◆ TASK DETAILS ◆
Give a verbatim copy of the lines below, minus the pictures.
------------------------
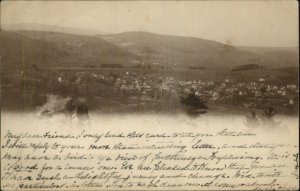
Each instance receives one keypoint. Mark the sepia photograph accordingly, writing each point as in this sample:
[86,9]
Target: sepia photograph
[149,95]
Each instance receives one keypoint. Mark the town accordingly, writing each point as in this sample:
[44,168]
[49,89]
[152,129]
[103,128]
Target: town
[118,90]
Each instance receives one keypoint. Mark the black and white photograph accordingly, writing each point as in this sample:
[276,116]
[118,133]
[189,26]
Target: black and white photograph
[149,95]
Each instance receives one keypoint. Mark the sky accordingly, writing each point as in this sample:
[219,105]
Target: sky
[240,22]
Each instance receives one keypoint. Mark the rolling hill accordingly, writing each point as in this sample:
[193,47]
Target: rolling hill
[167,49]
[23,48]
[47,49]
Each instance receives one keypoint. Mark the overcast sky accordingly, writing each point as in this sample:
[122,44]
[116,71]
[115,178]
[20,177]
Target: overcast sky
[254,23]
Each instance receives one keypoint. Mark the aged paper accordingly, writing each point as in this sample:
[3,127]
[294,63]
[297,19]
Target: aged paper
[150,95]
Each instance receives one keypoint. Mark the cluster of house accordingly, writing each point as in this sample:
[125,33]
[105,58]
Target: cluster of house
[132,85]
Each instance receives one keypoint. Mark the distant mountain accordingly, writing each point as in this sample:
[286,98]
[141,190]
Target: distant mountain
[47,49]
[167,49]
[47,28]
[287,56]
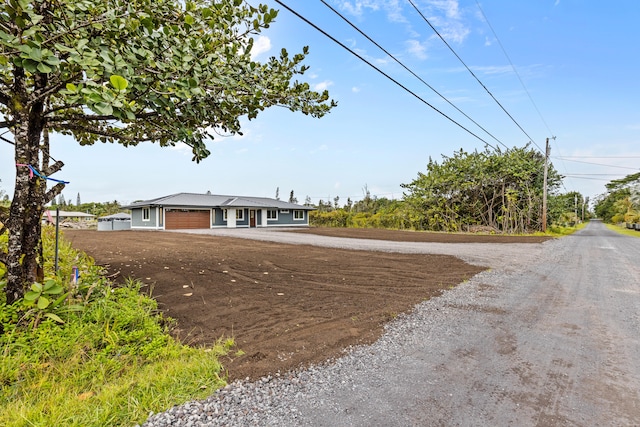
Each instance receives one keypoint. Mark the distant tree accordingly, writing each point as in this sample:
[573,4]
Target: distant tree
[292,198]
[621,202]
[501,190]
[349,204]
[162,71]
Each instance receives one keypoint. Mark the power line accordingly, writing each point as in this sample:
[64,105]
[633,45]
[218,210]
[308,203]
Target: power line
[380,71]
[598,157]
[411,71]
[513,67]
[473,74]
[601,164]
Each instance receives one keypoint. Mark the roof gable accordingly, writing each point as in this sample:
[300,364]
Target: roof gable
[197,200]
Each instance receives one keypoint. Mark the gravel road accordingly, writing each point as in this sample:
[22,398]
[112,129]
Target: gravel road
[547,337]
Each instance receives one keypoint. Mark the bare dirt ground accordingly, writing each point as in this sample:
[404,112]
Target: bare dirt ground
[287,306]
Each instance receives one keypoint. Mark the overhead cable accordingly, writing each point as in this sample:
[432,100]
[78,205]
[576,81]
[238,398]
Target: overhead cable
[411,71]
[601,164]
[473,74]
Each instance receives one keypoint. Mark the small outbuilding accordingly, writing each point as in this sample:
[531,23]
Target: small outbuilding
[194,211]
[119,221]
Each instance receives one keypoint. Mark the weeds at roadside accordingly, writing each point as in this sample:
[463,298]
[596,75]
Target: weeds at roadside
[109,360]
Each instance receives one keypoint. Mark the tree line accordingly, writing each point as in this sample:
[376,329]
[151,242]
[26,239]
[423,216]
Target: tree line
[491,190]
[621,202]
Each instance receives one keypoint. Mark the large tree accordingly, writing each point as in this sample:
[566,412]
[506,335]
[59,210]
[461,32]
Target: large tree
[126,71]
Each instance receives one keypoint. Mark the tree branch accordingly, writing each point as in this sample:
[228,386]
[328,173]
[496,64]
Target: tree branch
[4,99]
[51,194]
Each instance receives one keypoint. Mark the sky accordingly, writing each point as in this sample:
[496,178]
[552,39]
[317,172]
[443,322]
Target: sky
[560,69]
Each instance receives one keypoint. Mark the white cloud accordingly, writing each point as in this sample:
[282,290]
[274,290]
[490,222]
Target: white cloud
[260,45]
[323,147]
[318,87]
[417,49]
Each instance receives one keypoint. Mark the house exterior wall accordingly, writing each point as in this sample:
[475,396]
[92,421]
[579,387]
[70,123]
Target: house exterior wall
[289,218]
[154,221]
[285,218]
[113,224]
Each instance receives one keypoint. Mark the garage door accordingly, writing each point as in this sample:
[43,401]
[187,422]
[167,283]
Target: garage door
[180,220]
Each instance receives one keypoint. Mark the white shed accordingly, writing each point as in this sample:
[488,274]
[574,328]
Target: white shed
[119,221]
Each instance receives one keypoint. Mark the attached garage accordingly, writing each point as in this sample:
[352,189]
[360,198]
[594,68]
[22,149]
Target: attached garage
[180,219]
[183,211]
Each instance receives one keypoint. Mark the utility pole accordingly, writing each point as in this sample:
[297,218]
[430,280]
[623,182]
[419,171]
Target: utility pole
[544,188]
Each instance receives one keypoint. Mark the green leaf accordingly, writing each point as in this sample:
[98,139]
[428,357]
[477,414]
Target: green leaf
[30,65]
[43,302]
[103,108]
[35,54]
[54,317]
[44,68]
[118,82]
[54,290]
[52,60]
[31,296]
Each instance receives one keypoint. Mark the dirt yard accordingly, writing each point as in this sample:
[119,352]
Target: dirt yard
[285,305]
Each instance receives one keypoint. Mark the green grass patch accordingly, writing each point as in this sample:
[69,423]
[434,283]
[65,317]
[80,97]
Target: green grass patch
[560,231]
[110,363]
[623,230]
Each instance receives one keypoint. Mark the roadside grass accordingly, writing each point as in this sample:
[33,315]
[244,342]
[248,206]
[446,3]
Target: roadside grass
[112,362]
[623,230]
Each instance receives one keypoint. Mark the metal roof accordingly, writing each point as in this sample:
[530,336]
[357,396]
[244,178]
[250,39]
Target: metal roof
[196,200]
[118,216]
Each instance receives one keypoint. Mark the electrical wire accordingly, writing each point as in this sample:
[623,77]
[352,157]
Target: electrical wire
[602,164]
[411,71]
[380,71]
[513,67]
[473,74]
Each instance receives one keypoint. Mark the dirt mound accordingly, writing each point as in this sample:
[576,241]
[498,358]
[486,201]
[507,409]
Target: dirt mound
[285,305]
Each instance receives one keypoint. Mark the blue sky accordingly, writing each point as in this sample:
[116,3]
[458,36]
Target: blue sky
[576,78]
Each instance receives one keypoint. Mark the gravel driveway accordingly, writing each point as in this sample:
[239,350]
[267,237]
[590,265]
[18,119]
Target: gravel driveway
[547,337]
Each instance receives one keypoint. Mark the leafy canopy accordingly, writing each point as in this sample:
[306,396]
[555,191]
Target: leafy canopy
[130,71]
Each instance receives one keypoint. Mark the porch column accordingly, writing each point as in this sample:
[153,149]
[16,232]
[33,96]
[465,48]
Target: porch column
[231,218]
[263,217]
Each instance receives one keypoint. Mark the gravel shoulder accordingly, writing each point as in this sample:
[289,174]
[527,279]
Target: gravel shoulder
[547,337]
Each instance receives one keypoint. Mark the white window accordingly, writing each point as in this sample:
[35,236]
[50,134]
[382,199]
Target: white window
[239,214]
------------------------
◆ REPLY ◆
Each instance receives one keypoint. Mark the sepia photograph accordingly, writing each point as in this sample:
[86,9]
Target: sepia photograph
[149,95]
Each instance receives one keypoint. Mark the town accordingly, writing each point as in this sample:
[44,168]
[49,89]
[152,129]
[103,128]
Target: town
[118,90]
Each instance receives one keypoint. Mark the black and white photograph accordingly, writing each point as in this sample:
[276,116]
[118,133]
[189,26]
Target: black and white photograph
[149,95]
Each instance receives one keypoint. Mark the sky accordingly, writing each point as in this sample:
[219,105]
Target: sky
[240,22]
Each instance receives one keypoint. Mark the rolling hill accordingly, writing each point as in this sample:
[193,47]
Target: rolling hill
[167,49]
[23,48]
[47,49]
Each instance receives one keypoint. Mark the overcast sky accordingly, writing each point as in this sample:
[122,44]
[116,71]
[115,178]
[20,177]
Target: overcast sky
[254,23]
Each instance receives one keypoint. Mark the aged paper accordingly, writing each point as in this sample:
[3,127]
[294,63]
[297,19]
Target: aged paper
[150,95]
Each instance receives one keypoint. Mark the cluster of house accordingly, writing each point as in this sample:
[125,33]
[105,58]
Target: cluster of house
[132,85]
Each instance receives one keypoint. Mark the distant mountain accordingly, writing each point as in this sample:
[286,98]
[141,190]
Target: distant mountain
[47,49]
[167,49]
[47,28]
[287,56]
Each instance receives one keypoint. Mark the distant tree accordingly, writing each point as in this sample:
[573,4]
Target: distant tree
[292,198]
[621,202]
[501,190]
[349,204]
[162,71]
Each instance receives one keypoint. Mark the power line accordingly, writing each point as in this sample:
[64,105]
[633,45]
[218,210]
[308,203]
Target: power line
[380,71]
[598,157]
[411,71]
[513,67]
[473,74]
[601,164]
Each instance receives one keypoint. Mark the roof gable accordingly, writing each point as in this sample:
[300,364]
Target: roof gable
[197,200]
Each instance receives one keypoint. Mark the gravel road accordingly, writing each point as in this sample:
[22,398]
[112,129]
Target: gravel road
[547,337]
Each instance receives one keypoint. Mark the bare dirt ground accordingly, writing each point as in this sample:
[404,112]
Target: bare dirt ground
[287,306]
Each instance receives one keypoint. Mark the overhead cable accordingly, writing each point as in this sample:
[432,100]
[78,205]
[576,81]
[238,398]
Target: overhead cable
[411,71]
[601,164]
[473,74]
Each instance receives one keypoint. Mark the small outbuilding accordingly, writing each point as in this sample:
[531,23]
Target: small outbuilding
[194,211]
[119,221]
Each instance receives one keypoint. Mark the weeds at roadside accordingly, writing each point as in this sample:
[463,298]
[596,75]
Target: weeds at roadside
[109,360]
Each instance receives one keypoint. Mark the tree line accordingly, writing each point as in this sample:
[376,329]
[151,242]
[26,239]
[423,216]
Target: tree line
[491,190]
[621,202]
Each instance receives one keypoint. Mark the large tree accordingly, writing each point as in this sample:
[566,412]
[506,335]
[59,210]
[461,32]
Target: large tree
[126,71]
Each instance receives one keypoint. Mark the tree branch accordingly, writing each point as in this sample:
[228,386]
[328,173]
[496,64]
Target: tree branch
[4,99]
[51,194]
Each instance receives one keypoint. Mark the sky accordingly, writing each point as in this sample:
[496,178]
[552,39]
[317,172]
[443,322]
Target: sky
[560,69]
Each instance receives one keypoint. Mark the white cloud accordingly, writing each point as in this sample:
[282,290]
[274,290]
[490,222]
Target: white cloud
[260,45]
[323,147]
[318,87]
[417,49]
Each instance receives one keypoint. Mark the house exterior wall accordingly, writing each point as in this sample:
[475,396]
[92,421]
[579,387]
[70,123]
Target: house exterior wall
[289,218]
[154,221]
[285,218]
[113,224]
Each instance receives one keypoint. Mark the garage door accordingly, writing each point as in this sample:
[43,401]
[187,422]
[167,283]
Target: garage door
[180,220]
Each instance receives one keypoint. Mark the white shed accordingly, writing each point as in this sample:
[488,274]
[574,328]
Target: white shed
[119,221]
Each instance receives one keypoint. Mark the attached garage accordingly, writing each point as in this sample:
[352,189]
[360,198]
[594,68]
[22,149]
Target: attached garage
[180,219]
[183,211]
Each instance receives one keypoint. Mark the utility pole accordingly, writing each point as in this sample:
[297,218]
[430,280]
[623,182]
[419,171]
Target: utility pole
[544,188]
Each instance receives one keypoint. Mark the green leaf accordingly, writing each point as in this sample:
[98,139]
[428,357]
[477,414]
Target: green leaf
[30,65]
[43,302]
[103,108]
[35,54]
[54,317]
[44,68]
[118,82]
[54,290]
[52,60]
[31,296]
Each instance receives one keypoint. Mark the dirt yard accordingly, writing each point as in this sample:
[119,352]
Target: dirt yard
[285,305]
Each instance receives one keypoint. Mark the green grass patch accordingly, writing each point as in this sample:
[69,423]
[434,283]
[65,317]
[80,97]
Target: green grass patch
[560,231]
[110,363]
[623,230]
Each instance receives one keypoint. Mark the roadside grass accordingly, writing each point as in this sample:
[33,315]
[244,342]
[248,206]
[446,3]
Target: roadside grass
[112,362]
[623,230]
Each instance receives one keypoint. Mark the metal roof accordingly, writing each point as in this sample:
[530,336]
[357,396]
[244,178]
[250,39]
Target: metal roof
[196,200]
[118,216]
Each instance receives one keypoint. Mark the electrical wire accordingly, writing each point as in this sample:
[623,77]
[352,157]
Target: electrical wire
[602,164]
[411,71]
[380,71]
[513,67]
[473,74]
Each instance receives one keypoint. Mark the dirt mound accordingly, writing each point as in this sample:
[576,241]
[498,358]
[486,201]
[507,409]
Target: dirt mound
[285,305]
Each instance receives one keypoint. Mark the blue sky accordingly, writing each point as in this sample:
[116,3]
[458,36]
Target: blue sky
[576,78]
Each instance receives one keypoint. Mark the gravel driveway accordingly, writing each point as in this sample:
[239,350]
[267,237]
[590,265]
[18,119]
Target: gravel driveway
[547,337]
Each instance receives one keypoint. Mark the leafy canopy accordingly, writing each point as in this sample:
[306,396]
[555,191]
Target: leafy canopy
[130,71]
Each instance receives one keypoint. Mark the porch column accordingly, writing each point as in this sample:
[153,149]
[16,232]
[33,96]
[465,48]
Target: porch column
[231,218]
[263,217]
Each instance receives one keypoint. Mark the gravel shoulder accordingly, writing each point as in this sample:
[289,174]
[527,279]
Target: gravel shoulder
[547,337]
Each instance receives one keypoint. Mark the white window accordingly, writing each point as in this sample:
[35,236]
[50,134]
[382,199]
Target: white window
[239,214]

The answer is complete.